ZU ERLEDIGENDE AUFGABEN:
A) Übersetzen Sie den Satz „Flexible, schnelle und zeitpunktbezogene Auswertungen sind dabei ein entscheidendes Kriterium.“ aus dem Auszug über den Wechsel von IMS nach Adabas ins Englische.
B) Fassen Sie den Absatz des Auszugs, der mit „Modernes Informations-Management verlangt“ beginnt, kürzer zusammen und behalten Sie dabei seine wesentlichen Aussagen bei.
C) Schreiben Sie aus dem Auszug alles von „Modernes Informations-Management verlangt“ bis hinunter zu „Datenbank-Systemen zu reduzieren.“ wortgetreu ab.

AUSZUG:

▼▼▼

Wechsel von IMS nach Adabas

Sanierung der SW-Bestände durch Datenbank-Migration

12.04.1991

Die Instandsetzung von Altsoftware auf der Basis einer Datenbank-Migration ist ein komplexen Vorgang. Im folgenden Artikel stellt Thomas Schwab* anhand eines Wechsels vom hierarchischen Datenbank-System IMS zum relational-orientierten Adabas die allgemeine Problematik solcher Umstellungen und ein Lösungskonzept dar.

Gründe für eine Umstellung vorhandener Programmsysteme beziehungsweise von Individualsoftware können unterschiedlicher Art sein:

- Wechsel des Betriebssystems,

-auslaufende Produktlinien von Hard- und Software-Anbietern,

-Überalterung funktionaler Teilsysteme,

-Wechsel des Datenbank-Management-Systems (DBMS),

-veränderte Anforderungen und

-fehlendes Fachpersonal.

Modernes Informations-Management verlangt den Einsatz von DV-Systemen für strategische und dispositive Unternehmensaufgaben. Flexible, schnelle und zeitpunktbezogene Auswertungen sind dabei ein entscheidendes Kriterium. Diesen Anspruch an Anwendungssysteme können relationale beziehungsweise relational-orientierte Datenbank-Systeme Ó la Adabas erfüllen. Vordergründig scheint sich die Modernisierung der Anwendungen damit, auf die Umstellung von hierarchischen nach relationalen Datenbank-Systemen zu reduzieren.

▲▲▲

DATENEINTRÄGE:
▼▼▼

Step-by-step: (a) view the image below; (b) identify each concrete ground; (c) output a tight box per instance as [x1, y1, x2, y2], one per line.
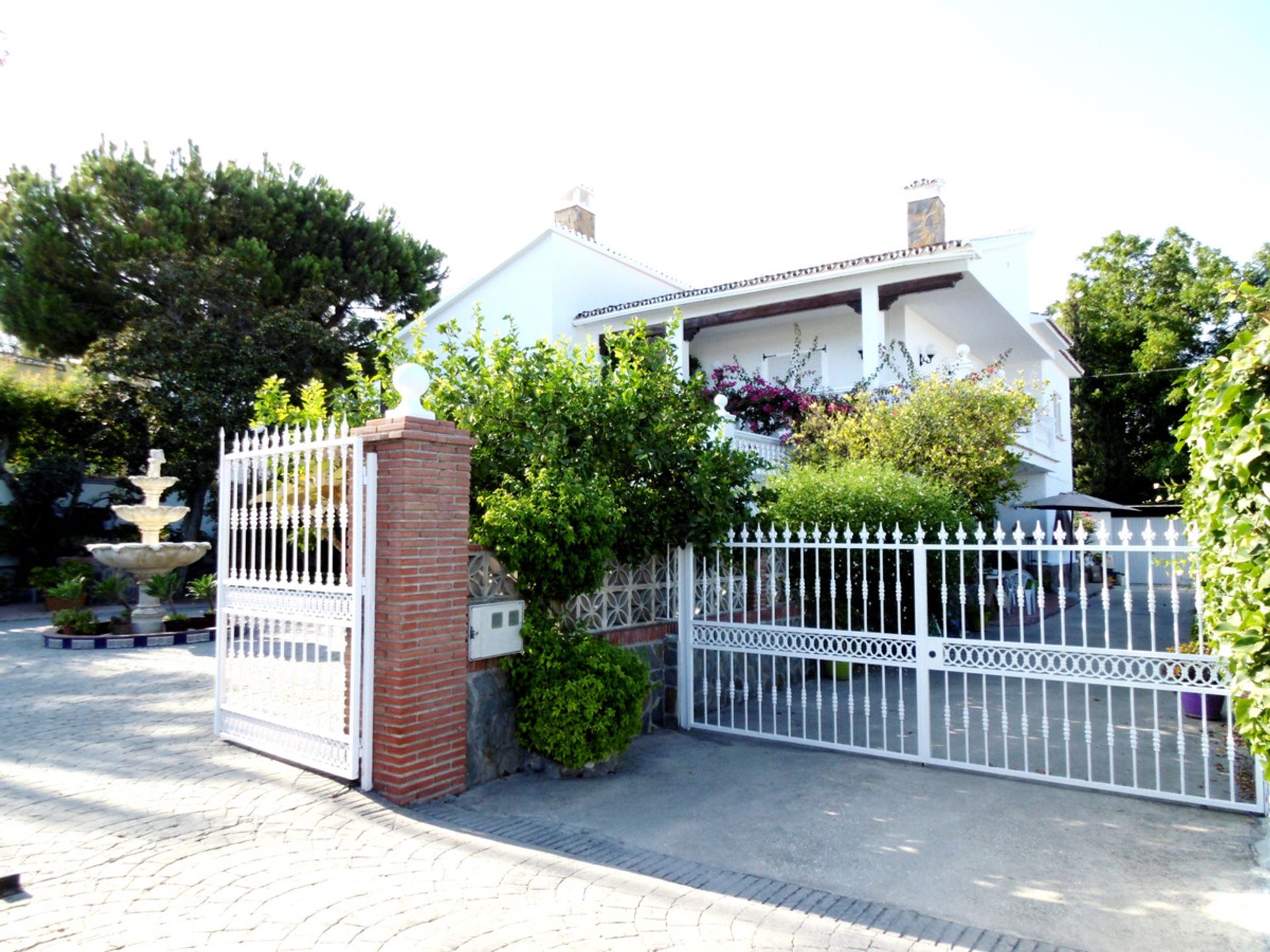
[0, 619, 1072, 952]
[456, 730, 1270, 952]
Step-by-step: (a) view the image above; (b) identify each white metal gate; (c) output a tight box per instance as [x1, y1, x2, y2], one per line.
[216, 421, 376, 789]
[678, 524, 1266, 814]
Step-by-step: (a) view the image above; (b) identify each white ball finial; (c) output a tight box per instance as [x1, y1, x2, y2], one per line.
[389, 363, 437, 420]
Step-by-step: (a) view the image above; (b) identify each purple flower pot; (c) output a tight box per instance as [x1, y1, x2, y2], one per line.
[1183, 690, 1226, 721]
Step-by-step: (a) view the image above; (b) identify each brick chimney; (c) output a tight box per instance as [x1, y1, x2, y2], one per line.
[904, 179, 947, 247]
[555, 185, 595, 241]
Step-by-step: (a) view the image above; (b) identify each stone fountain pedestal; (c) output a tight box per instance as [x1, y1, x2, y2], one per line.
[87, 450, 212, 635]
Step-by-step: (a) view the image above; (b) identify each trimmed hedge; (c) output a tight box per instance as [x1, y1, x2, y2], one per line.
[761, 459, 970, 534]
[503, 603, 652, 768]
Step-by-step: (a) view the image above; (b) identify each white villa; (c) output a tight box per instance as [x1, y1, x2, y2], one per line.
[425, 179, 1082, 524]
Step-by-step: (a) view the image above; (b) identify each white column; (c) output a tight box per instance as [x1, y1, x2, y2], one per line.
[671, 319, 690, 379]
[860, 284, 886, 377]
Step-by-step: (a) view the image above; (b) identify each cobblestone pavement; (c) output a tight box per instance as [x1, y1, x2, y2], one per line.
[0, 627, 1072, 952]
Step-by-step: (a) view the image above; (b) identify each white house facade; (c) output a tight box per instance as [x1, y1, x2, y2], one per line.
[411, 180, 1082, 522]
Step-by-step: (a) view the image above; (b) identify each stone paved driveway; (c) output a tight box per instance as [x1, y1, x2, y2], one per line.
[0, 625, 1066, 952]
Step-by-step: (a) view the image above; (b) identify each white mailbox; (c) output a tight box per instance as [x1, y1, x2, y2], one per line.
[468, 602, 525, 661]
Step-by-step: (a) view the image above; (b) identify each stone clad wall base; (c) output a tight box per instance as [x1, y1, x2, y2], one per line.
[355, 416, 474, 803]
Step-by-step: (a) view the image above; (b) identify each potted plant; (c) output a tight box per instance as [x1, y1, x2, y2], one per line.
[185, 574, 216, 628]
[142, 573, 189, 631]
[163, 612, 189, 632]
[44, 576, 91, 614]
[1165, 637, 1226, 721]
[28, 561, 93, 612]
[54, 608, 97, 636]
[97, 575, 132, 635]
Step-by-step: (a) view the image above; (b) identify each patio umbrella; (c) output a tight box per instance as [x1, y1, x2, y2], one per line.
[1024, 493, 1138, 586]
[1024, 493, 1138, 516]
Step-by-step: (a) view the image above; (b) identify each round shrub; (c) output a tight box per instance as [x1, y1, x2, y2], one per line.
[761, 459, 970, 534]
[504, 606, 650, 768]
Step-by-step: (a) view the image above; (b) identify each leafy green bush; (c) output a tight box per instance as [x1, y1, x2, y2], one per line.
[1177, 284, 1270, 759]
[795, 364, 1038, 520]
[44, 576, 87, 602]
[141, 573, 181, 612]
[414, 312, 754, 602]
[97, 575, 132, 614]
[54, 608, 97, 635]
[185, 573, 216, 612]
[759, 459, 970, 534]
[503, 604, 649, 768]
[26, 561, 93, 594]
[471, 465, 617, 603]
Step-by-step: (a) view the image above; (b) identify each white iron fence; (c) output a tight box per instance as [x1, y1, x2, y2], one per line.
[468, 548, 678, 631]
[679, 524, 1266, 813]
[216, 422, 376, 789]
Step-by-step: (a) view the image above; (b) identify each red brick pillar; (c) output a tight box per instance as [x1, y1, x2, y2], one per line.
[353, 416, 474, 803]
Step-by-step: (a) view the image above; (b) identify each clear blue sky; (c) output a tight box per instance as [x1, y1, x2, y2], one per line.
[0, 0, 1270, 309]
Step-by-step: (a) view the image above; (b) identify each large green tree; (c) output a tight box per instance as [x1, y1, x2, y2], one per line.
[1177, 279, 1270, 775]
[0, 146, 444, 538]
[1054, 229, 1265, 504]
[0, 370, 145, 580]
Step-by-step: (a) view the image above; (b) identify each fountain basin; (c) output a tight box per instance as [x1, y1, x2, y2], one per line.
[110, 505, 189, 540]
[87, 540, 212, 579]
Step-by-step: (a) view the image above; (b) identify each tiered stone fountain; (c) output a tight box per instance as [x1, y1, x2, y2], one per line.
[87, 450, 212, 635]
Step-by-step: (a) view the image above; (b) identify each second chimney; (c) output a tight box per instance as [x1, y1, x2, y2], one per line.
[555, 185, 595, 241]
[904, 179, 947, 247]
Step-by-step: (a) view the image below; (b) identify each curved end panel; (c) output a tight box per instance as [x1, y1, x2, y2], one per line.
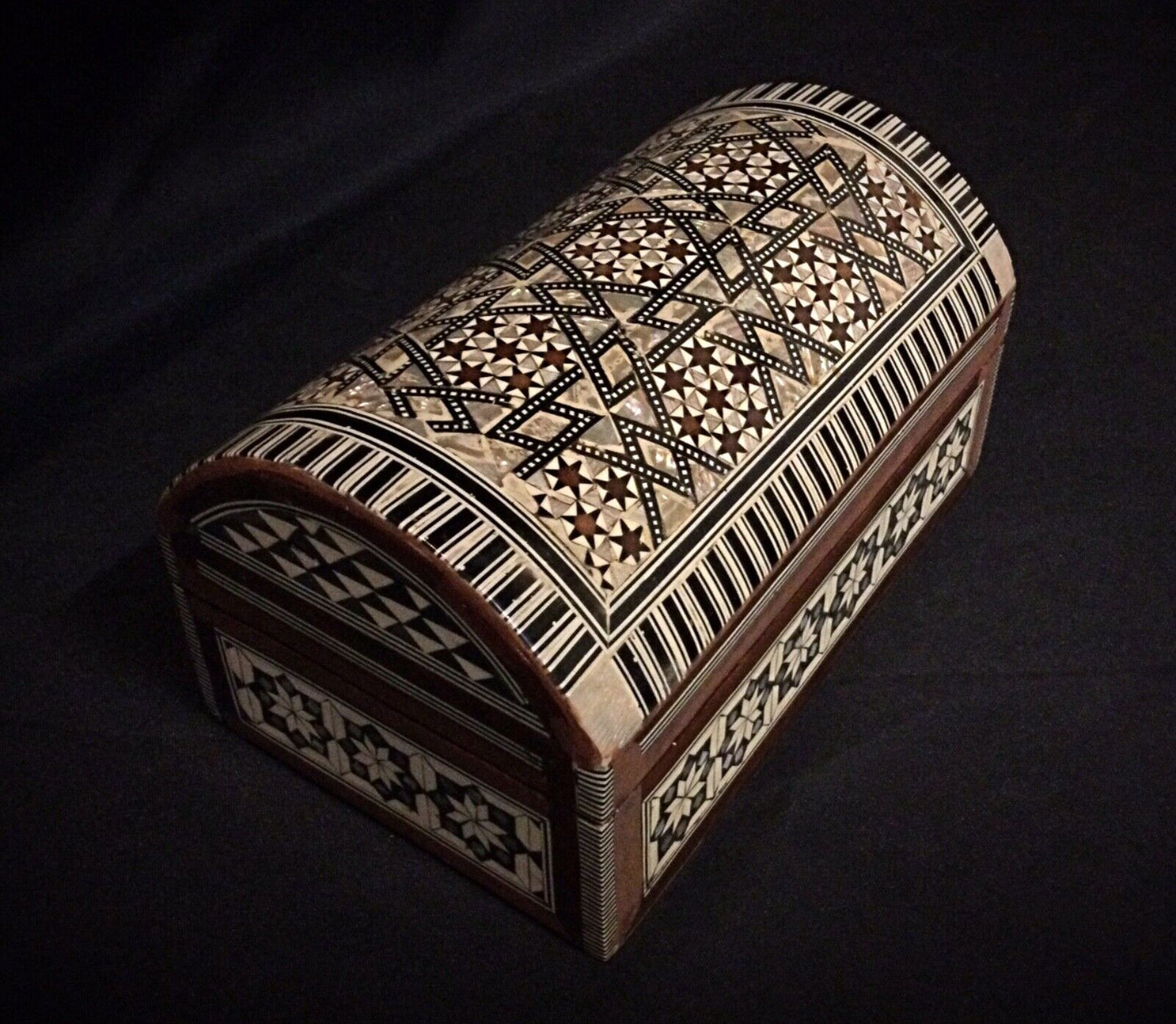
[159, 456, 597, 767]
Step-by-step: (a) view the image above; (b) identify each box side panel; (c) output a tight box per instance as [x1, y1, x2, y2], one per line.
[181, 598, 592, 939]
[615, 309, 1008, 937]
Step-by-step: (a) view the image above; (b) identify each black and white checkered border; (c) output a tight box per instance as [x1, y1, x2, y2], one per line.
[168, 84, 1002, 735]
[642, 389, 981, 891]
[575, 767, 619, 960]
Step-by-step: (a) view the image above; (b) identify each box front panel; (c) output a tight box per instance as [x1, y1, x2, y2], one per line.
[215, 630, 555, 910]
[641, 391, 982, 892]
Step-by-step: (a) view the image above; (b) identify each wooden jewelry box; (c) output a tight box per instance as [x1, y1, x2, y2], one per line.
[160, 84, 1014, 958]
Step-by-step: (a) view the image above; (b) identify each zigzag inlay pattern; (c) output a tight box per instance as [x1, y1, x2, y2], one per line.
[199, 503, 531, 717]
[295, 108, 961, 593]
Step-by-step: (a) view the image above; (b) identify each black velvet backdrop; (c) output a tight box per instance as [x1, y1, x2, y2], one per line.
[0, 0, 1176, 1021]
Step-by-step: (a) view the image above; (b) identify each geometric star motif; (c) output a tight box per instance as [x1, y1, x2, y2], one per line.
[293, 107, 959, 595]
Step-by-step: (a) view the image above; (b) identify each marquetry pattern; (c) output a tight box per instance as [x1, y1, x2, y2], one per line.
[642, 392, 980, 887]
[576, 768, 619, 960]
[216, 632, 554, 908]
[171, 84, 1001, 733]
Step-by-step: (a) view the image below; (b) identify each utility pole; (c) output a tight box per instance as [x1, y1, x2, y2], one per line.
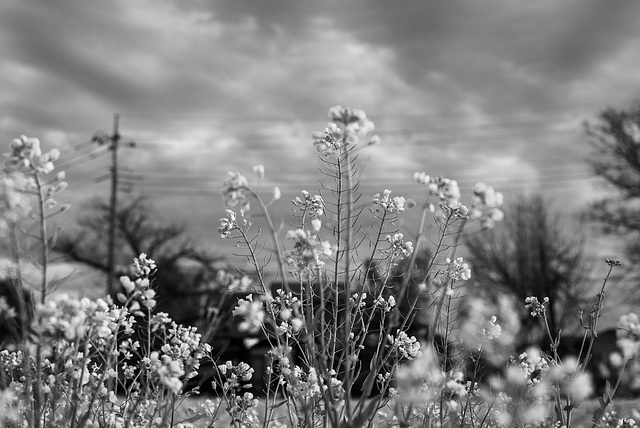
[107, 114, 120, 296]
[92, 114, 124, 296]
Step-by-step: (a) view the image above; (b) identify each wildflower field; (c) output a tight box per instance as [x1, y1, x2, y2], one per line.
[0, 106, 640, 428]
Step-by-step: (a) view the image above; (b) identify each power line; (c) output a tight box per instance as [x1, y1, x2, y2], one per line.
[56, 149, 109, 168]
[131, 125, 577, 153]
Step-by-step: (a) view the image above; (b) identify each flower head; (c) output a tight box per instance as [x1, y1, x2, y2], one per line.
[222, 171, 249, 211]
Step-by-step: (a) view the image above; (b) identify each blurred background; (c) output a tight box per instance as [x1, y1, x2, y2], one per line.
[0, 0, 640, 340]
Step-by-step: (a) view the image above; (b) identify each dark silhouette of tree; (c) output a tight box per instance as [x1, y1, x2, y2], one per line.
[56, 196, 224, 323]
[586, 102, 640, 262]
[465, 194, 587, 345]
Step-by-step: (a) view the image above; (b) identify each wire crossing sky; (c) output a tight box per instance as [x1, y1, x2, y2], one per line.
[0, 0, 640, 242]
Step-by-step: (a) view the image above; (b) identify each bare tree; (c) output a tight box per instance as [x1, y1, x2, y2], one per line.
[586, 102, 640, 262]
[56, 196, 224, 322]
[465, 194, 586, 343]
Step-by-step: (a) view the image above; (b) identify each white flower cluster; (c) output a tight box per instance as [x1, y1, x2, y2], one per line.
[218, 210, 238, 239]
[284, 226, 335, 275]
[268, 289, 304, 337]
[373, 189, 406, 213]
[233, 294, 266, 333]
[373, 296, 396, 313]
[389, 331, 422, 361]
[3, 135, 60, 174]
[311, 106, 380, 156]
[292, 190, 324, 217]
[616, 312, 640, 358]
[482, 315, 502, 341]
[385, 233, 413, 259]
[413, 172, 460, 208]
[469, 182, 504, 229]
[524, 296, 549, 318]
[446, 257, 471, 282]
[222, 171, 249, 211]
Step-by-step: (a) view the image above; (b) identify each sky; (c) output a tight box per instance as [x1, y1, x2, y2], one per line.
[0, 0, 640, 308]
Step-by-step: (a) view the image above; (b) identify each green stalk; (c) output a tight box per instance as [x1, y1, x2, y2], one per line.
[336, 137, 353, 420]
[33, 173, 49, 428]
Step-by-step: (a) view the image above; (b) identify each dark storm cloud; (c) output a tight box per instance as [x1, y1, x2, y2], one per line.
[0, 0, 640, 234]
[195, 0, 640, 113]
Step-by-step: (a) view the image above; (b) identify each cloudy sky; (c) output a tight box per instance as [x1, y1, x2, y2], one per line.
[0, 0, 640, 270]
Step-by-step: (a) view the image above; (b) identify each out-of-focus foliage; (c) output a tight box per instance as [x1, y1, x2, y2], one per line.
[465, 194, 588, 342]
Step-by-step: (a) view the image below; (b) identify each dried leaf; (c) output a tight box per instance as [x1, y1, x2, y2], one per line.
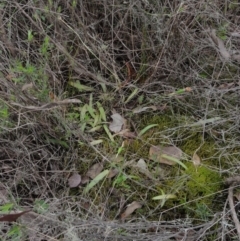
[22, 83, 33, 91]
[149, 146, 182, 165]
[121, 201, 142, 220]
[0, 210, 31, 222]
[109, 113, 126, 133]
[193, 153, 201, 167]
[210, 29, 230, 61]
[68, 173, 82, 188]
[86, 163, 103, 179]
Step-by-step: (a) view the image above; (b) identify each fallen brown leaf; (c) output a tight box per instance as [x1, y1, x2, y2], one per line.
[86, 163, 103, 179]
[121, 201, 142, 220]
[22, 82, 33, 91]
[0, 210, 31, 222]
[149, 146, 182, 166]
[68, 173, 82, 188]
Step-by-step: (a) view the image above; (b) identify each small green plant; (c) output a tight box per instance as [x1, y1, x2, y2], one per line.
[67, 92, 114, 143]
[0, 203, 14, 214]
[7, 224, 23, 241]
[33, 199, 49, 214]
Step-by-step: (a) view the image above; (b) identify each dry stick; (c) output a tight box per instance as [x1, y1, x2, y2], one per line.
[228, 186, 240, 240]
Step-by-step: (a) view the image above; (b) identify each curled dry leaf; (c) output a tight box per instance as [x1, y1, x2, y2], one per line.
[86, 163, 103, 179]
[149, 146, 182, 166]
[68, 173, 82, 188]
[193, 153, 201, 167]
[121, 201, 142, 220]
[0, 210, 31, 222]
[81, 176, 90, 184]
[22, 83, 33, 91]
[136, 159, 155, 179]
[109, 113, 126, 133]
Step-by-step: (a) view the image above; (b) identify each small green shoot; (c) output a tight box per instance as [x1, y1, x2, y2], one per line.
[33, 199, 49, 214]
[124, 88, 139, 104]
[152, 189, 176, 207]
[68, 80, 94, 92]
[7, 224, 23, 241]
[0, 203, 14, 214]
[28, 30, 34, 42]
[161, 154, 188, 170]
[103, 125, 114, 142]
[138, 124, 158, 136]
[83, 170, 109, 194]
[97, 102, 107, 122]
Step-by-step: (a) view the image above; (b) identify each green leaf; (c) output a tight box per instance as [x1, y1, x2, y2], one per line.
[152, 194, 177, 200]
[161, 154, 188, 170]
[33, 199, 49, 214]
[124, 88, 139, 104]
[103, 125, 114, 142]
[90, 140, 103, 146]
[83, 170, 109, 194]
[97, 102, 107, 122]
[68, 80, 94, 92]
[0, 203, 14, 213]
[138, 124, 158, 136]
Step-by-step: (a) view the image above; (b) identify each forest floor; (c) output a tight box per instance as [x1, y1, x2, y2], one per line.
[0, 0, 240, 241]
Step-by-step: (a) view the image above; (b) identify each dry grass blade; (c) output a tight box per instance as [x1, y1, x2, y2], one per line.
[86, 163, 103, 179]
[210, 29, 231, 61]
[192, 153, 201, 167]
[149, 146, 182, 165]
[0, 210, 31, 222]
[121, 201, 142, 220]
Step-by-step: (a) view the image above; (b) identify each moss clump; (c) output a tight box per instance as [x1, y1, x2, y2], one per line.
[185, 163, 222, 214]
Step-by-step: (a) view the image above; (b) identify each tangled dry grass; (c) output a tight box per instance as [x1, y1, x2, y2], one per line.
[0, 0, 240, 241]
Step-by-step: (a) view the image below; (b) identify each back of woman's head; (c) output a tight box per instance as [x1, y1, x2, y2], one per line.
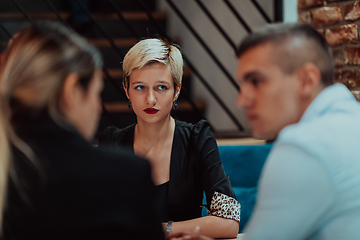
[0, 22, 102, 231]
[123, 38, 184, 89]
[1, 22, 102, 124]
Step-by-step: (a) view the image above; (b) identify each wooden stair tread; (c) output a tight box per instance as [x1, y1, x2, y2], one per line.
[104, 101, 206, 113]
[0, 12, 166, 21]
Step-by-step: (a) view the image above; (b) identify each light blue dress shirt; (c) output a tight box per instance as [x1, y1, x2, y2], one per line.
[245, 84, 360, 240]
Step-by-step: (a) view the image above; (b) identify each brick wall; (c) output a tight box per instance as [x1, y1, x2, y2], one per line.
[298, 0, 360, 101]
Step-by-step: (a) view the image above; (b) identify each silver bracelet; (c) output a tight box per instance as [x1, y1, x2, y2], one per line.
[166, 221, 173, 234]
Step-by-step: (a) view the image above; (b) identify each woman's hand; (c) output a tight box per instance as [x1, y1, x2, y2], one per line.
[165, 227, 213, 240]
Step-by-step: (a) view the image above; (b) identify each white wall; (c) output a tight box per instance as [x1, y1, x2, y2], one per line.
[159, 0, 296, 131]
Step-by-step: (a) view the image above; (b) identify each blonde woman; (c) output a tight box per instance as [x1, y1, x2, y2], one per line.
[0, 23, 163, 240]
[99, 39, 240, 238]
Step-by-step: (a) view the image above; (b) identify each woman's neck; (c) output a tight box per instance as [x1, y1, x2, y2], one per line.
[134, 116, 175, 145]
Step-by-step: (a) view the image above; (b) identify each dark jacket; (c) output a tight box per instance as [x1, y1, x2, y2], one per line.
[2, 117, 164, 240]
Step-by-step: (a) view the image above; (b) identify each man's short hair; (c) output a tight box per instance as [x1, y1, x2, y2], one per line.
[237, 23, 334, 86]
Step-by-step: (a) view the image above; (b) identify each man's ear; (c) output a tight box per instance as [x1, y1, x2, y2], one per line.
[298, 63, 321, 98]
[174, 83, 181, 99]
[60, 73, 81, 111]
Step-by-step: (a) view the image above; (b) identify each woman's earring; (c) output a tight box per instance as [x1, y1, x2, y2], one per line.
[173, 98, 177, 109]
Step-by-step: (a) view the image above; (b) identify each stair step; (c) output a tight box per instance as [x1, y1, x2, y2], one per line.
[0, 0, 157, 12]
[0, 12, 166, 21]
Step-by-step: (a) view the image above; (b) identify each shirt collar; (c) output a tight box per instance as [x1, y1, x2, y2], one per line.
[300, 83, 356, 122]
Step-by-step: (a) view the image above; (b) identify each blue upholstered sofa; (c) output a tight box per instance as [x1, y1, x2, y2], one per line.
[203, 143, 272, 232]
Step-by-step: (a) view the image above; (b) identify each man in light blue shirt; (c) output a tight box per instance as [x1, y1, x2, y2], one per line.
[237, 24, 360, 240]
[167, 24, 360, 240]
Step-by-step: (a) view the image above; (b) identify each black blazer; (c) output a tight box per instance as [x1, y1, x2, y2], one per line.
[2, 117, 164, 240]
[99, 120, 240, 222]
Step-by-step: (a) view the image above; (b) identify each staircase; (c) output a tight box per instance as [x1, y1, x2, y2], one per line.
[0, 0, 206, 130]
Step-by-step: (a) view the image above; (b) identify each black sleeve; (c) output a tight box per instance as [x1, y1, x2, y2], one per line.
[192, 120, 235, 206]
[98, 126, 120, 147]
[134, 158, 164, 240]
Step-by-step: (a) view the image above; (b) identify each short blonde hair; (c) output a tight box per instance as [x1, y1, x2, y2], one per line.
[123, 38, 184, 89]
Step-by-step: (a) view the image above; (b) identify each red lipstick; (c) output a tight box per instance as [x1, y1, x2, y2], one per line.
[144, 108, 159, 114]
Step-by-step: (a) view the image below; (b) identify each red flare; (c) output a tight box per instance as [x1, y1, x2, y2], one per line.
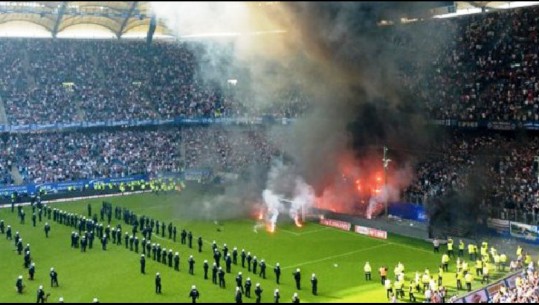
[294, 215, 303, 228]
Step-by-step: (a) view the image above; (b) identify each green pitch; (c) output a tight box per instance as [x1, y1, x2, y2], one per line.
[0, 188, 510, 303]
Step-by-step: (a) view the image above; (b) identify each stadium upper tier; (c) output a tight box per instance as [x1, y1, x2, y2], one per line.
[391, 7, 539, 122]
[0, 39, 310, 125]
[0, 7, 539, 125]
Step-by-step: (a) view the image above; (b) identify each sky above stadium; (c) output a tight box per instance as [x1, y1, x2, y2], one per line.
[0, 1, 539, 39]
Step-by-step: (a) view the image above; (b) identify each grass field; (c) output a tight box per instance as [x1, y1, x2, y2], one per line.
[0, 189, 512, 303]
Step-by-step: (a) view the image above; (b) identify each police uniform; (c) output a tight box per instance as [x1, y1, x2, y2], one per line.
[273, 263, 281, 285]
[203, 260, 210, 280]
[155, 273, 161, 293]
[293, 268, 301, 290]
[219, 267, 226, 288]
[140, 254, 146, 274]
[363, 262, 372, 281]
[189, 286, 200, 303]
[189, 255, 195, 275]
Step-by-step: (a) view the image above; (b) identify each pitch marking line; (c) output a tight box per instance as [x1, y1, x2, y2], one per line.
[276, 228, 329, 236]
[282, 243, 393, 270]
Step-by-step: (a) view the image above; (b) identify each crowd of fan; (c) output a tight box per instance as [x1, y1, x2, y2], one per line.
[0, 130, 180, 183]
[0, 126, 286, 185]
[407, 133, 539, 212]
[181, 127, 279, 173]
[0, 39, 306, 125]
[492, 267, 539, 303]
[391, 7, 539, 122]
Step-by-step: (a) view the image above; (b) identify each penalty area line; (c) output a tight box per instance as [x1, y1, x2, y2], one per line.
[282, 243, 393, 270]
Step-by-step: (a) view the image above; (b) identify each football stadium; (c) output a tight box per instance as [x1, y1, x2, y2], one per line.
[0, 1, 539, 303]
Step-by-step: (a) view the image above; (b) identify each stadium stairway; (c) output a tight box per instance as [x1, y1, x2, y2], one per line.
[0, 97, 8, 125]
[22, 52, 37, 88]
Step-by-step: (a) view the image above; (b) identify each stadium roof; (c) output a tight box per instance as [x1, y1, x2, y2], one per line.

▲▲▲

LÖSUNGEN DER AUFGABEN:
A) Flexible, fast and point-in-time analyses are a decisive criterion here.

B) Modernes Informations-Management braucht DV-Systeme für strategische und dispositive Unternehmensaufgaben. Entscheidend sind dabei flexible, schnelle und zeitpunktbezogene Auswertungen. Das können relationale oder relational-orientierte Datenbank-Systeme wie Adabas leisten. Auf den ersten Blick scheint sich die Modernisierung deshalb auf die Umstellung von hierarchischen auf relationale Datenbank-Systeme zu beschränken.

C)
Modernes Informations-Management verlangt den Einsatz von DV-Systemen für strategische und dispositive Unternehmensaufgaben. Flexible, schnelle und zeitpunktbezogene Auswertungen sind dabei ein entscheidendes Kriterium. Diesen Anspruch an Anwendungssysteme können relationale beziehungsweise relational-orientierte Datenbank-Systeme Ó la Adabas erfüllen. Vordergründig scheint sich die Modernisierung der Anwendungen damit, auf die Umstellung von hierarchischen nach relationalen Datenbank-Systemen zu reduzieren.